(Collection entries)
Segment Open
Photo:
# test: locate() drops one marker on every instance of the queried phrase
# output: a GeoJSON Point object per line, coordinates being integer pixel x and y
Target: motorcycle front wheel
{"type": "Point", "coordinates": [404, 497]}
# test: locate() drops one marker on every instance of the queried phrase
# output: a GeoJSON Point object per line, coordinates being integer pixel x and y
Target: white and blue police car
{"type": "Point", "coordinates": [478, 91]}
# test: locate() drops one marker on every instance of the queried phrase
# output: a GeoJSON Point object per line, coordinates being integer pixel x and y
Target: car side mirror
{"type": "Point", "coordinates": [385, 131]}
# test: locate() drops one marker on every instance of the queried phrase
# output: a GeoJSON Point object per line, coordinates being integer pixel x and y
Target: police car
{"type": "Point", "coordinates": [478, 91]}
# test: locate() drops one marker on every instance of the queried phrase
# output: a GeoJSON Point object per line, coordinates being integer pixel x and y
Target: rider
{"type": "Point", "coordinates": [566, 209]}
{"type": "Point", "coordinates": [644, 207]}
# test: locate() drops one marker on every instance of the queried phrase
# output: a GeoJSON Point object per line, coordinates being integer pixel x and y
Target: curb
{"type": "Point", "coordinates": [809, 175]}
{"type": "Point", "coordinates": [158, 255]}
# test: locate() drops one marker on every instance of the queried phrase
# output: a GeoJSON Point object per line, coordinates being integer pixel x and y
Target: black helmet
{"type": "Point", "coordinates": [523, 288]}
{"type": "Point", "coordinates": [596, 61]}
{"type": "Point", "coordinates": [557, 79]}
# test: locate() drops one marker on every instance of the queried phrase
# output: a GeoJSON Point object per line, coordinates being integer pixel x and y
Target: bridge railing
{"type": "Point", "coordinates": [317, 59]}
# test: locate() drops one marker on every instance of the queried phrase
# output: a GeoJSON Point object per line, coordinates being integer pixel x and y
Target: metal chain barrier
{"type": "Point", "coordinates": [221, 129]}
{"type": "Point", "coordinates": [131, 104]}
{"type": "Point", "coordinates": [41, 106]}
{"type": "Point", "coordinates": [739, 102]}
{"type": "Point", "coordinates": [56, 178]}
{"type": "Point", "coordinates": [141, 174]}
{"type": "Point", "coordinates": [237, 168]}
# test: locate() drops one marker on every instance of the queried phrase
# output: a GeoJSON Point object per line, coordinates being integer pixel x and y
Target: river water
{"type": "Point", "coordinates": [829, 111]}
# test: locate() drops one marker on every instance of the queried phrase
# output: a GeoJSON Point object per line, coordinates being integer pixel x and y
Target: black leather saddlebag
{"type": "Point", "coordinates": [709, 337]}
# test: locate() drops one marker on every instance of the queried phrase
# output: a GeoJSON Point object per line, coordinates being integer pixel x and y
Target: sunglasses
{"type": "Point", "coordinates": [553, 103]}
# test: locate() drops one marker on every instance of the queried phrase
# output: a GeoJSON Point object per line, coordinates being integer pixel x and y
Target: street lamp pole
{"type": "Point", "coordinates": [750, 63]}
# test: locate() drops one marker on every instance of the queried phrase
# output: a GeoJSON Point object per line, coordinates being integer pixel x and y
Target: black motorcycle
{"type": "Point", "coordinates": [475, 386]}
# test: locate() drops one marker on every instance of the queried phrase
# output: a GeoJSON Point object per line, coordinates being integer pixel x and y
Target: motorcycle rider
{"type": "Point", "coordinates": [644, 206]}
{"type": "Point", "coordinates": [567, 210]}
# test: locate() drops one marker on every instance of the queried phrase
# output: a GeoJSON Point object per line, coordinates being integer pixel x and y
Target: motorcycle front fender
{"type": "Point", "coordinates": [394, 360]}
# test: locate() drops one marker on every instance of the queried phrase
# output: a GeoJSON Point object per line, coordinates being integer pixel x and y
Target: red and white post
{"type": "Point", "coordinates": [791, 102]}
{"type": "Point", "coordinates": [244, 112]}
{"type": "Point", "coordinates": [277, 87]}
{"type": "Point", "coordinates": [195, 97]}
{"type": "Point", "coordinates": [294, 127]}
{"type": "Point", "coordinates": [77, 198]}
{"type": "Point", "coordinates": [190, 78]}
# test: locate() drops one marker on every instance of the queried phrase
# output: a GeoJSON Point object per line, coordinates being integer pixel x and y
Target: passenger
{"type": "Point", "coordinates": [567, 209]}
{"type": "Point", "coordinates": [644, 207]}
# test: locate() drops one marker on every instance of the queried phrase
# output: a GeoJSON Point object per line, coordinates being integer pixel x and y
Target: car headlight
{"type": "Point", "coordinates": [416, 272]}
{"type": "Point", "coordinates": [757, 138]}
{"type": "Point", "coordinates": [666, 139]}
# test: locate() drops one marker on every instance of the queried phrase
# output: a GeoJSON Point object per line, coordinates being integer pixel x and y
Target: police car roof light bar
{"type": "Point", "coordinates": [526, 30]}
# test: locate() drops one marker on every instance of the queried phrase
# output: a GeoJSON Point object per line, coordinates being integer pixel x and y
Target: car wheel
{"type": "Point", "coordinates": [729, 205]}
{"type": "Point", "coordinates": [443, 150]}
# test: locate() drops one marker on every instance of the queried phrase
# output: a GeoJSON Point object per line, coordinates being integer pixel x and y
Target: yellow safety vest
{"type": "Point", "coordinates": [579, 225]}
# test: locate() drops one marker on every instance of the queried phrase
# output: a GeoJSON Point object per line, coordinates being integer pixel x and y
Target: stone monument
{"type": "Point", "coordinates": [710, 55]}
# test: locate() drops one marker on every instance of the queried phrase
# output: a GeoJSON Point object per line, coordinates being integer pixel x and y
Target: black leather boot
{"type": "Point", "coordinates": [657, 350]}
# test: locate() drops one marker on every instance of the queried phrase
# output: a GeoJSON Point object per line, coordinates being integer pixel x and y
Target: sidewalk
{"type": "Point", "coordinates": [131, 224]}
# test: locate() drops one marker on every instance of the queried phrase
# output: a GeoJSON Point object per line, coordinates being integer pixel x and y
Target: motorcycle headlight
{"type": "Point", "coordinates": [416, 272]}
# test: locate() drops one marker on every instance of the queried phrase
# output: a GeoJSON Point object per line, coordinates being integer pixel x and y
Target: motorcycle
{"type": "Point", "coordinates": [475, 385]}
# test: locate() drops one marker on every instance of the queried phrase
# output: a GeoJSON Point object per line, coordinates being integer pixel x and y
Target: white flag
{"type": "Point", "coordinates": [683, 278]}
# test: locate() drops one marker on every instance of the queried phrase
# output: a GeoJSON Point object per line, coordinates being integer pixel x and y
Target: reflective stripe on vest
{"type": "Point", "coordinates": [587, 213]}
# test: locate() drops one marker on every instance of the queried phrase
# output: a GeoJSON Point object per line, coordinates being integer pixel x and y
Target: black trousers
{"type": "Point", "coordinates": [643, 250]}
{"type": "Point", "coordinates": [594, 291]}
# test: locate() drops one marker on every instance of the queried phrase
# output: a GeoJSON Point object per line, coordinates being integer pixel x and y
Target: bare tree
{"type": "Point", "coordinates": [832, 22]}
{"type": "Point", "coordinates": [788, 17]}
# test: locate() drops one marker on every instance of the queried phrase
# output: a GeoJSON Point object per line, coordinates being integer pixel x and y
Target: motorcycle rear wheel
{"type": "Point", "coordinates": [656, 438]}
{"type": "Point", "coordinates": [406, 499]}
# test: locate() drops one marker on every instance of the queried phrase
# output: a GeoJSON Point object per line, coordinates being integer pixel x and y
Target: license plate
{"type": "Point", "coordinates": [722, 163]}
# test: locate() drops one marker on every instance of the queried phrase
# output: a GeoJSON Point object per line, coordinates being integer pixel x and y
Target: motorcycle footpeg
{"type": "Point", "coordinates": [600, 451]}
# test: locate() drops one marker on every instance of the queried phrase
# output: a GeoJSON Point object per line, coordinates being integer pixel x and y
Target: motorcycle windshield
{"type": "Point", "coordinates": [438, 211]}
Segment Closed
From the data above, give every line again exactly as it appears.

Photo:
# test: locate() drops one marker on every instance of the queried phrase
# output: a GeoJSON Point object per line, coordinates being integer pixel x and y
Target: motorcycle front wheel
{"type": "Point", "coordinates": [404, 497]}
# test: locate() drops one marker on every instance of the queried phrase
# output: a GeoJSON Point object per line, coordinates being integer pixel x and y
Target: white and blue police car
{"type": "Point", "coordinates": [478, 91]}
# test: locate() drops one marker on every instance of the queried phrase
# output: a GeoJSON Point object per line, coordinates being integer pixel x and y
Target: car side mirror
{"type": "Point", "coordinates": [385, 131]}
# test: locate() drops one marker on every instance of the queried phrase
# output: a GeoJSON Point object per line, coordinates being integer pixel x and y
Target: police car
{"type": "Point", "coordinates": [478, 91]}
# test: locate() drops one marker on every instance of the queried phrase
# output: a GeoJSON Point object per line, coordinates being integer pixel x and y
Target: rider
{"type": "Point", "coordinates": [566, 209]}
{"type": "Point", "coordinates": [644, 207]}
# test: locate() drops one marker on every instance of the queried phrase
# output: a GeoJSON Point object per line, coordinates being integer pixel x and y
Target: curb
{"type": "Point", "coordinates": [809, 175]}
{"type": "Point", "coordinates": [158, 255]}
# test: locate() drops one marker on every instance of the queried phrase
# output: a GeoJSON Point object per line, coordinates being integer pixel x and y
Target: black helmet
{"type": "Point", "coordinates": [523, 288]}
{"type": "Point", "coordinates": [596, 61]}
{"type": "Point", "coordinates": [557, 79]}
# test: locate() drops one marker on every instance of the queried phrase
# output: a GeoJSON Point object per line, coordinates being integer pixel x and y
Target: bridge railing
{"type": "Point", "coordinates": [317, 59]}
# test: locate() drops one marker on every instance of the queried phrase
# output: a GeoJSON Point object per line, coordinates being integer pixel x and y
Target: metal chain barrier
{"type": "Point", "coordinates": [221, 129]}
{"type": "Point", "coordinates": [131, 104]}
{"type": "Point", "coordinates": [41, 106]}
{"type": "Point", "coordinates": [739, 102]}
{"type": "Point", "coordinates": [56, 178]}
{"type": "Point", "coordinates": [141, 174]}
{"type": "Point", "coordinates": [237, 168]}
# test: locate() drops one marker on every instance of the queried phrase
# output: a GeoJSON Point object per line, coordinates being integer pixel x and y
Target: river water
{"type": "Point", "coordinates": [829, 111]}
# test: locate() drops one marker on every instance of the queried phrase
# output: a GeoJSON Point object per line, coordinates being integer pixel x and y
Target: black leather saddlebag
{"type": "Point", "coordinates": [709, 337]}
# test: locate() drops one marker on every instance of the queried phrase
# output: a GeoJSON Point object per line, coordinates being integer pixel x and y
Target: sunglasses
{"type": "Point", "coordinates": [553, 103]}
# test: locate() drops one marker on every instance of the queried phrase
# output: a GeoJSON Point object per line, coordinates being integer pixel x and y
Target: street lamp pole
{"type": "Point", "coordinates": [750, 63]}
# test: locate() drops one marker on every instance of the queried phrase
# output: a GeoJSON Point object per line, coordinates being integer pixel x and y
Target: black motorcycle
{"type": "Point", "coordinates": [475, 386]}
# test: locate() drops one marker on every instance of the queried phrase
# output: a GeoJSON Point object per line, coordinates being integer pixel x and y
Target: motorcycle rider
{"type": "Point", "coordinates": [644, 206]}
{"type": "Point", "coordinates": [567, 210]}
# test: locate() drops one marker on every instance of the queried phrase
# output: a GeoJSON Point object per line, coordinates being integer pixel x and y
Target: motorcycle front fender
{"type": "Point", "coordinates": [394, 360]}
# test: locate() drops one marker on every instance of the queried phrase
# output: a GeoJSON Point object per line, coordinates being integer pixel x and y
Target: red and white post
{"type": "Point", "coordinates": [791, 102]}
{"type": "Point", "coordinates": [244, 112]}
{"type": "Point", "coordinates": [277, 87]}
{"type": "Point", "coordinates": [195, 97]}
{"type": "Point", "coordinates": [294, 127]}
{"type": "Point", "coordinates": [77, 198]}
{"type": "Point", "coordinates": [190, 78]}
# test: locate() drops one marker on every instance of the queried phrase
# output: a GeoJSON Point object per line, coordinates being integer pixel x and y
Target: passenger
{"type": "Point", "coordinates": [567, 209]}
{"type": "Point", "coordinates": [644, 207]}
# test: locate() drops one marker on every instance of the queried phrase
# output: a GeoJSON Point object per line, coordinates being integer pixel x and y
Target: car headlight
{"type": "Point", "coordinates": [416, 272]}
{"type": "Point", "coordinates": [757, 138]}
{"type": "Point", "coordinates": [666, 139]}
# test: locate() drops one marker on every instance of the queried phrase
# output: a GeoJSON Point object per line, coordinates being integer pixel x and y
Target: police car roof light bar
{"type": "Point", "coordinates": [526, 30]}
# test: locate() drops one marker on every instance of the queried phrase
# output: a GeoJSON Point object per line, coordinates being integer pixel x and y
Target: car wheel
{"type": "Point", "coordinates": [729, 205]}
{"type": "Point", "coordinates": [443, 150]}
# test: locate() drops one marker on every instance of the queried phrase
# output: a GeoJSON Point object per line, coordinates being integer pixel x and y
Target: yellow safety vest
{"type": "Point", "coordinates": [579, 225]}
# test: locate() drops one marker on every instance of the queried phrase
# output: a GeoJSON Point object per line, coordinates being integer pixel x and y
Target: stone monument
{"type": "Point", "coordinates": [710, 55]}
# test: locate() drops one marker on every instance of the queried phrase
# output: a GeoJSON Point object per line, coordinates being integer pixel x and y
Target: black leather boot
{"type": "Point", "coordinates": [657, 350]}
# test: locate() drops one marker on every instance of the queried phrase
# output: a GeoJSON Point object per line, coordinates being integer pixel x and y
Target: sidewalk
{"type": "Point", "coordinates": [131, 224]}
# test: locate() drops one marker on every instance of the queried phrase
# output: a GeoJSON Point object per line, coordinates being integer pixel x and y
Target: motorcycle headlight
{"type": "Point", "coordinates": [416, 272]}
# test: locate() drops one marker on every instance of the queried phrase
# output: a GeoJSON Point object per line, coordinates being integer pixel x and y
Target: motorcycle
{"type": "Point", "coordinates": [475, 385]}
# test: locate() drops one marker on every instance of the queried phrase
# output: a GeoJSON Point object per line, coordinates being integer pixel x and y
Target: white flag
{"type": "Point", "coordinates": [683, 278]}
# test: locate() drops one marker on every instance of the queried phrase
# output: a GeoJSON Point object per line, coordinates being integer pixel x and y
Target: reflective stripe on vest
{"type": "Point", "coordinates": [587, 213]}
# test: locate() drops one marker on every instance of the queried phrase
# output: a GeoJSON Point object per line, coordinates being integer pixel x and y
Target: black trousers
{"type": "Point", "coordinates": [643, 250]}
{"type": "Point", "coordinates": [594, 291]}
# test: locate() drops one marker on every instance of the queried phrase
# output: a GeoJSON Point object per line, coordinates being integer pixel x and y
Target: bare tree
{"type": "Point", "coordinates": [832, 22]}
{"type": "Point", "coordinates": [788, 17]}
# test: locate() drops one marker on every instance of the queried phrase
# output: a GeoJSON Point object per line, coordinates being integer pixel x and y
Target: motorcycle rear wheel
{"type": "Point", "coordinates": [656, 438]}
{"type": "Point", "coordinates": [406, 499]}
# test: locate() drops one marker on every instance of the queried phrase
# output: a GeoJSON Point object per line, coordinates being integer pixel x and y
Target: license plate
{"type": "Point", "coordinates": [722, 163]}
# test: locate() drops one marker on every instance of the queried phrase
# output: a GeoJSON Point object per line, coordinates being integer pixel x and y
Target: motorcycle footpeg
{"type": "Point", "coordinates": [600, 451]}
# test: locate() drops one marker on every instance of the queried phrase
# output: a GeoJSON Point object per line, coordinates being integer pixel x and y
Target: motorcycle windshield
{"type": "Point", "coordinates": [438, 211]}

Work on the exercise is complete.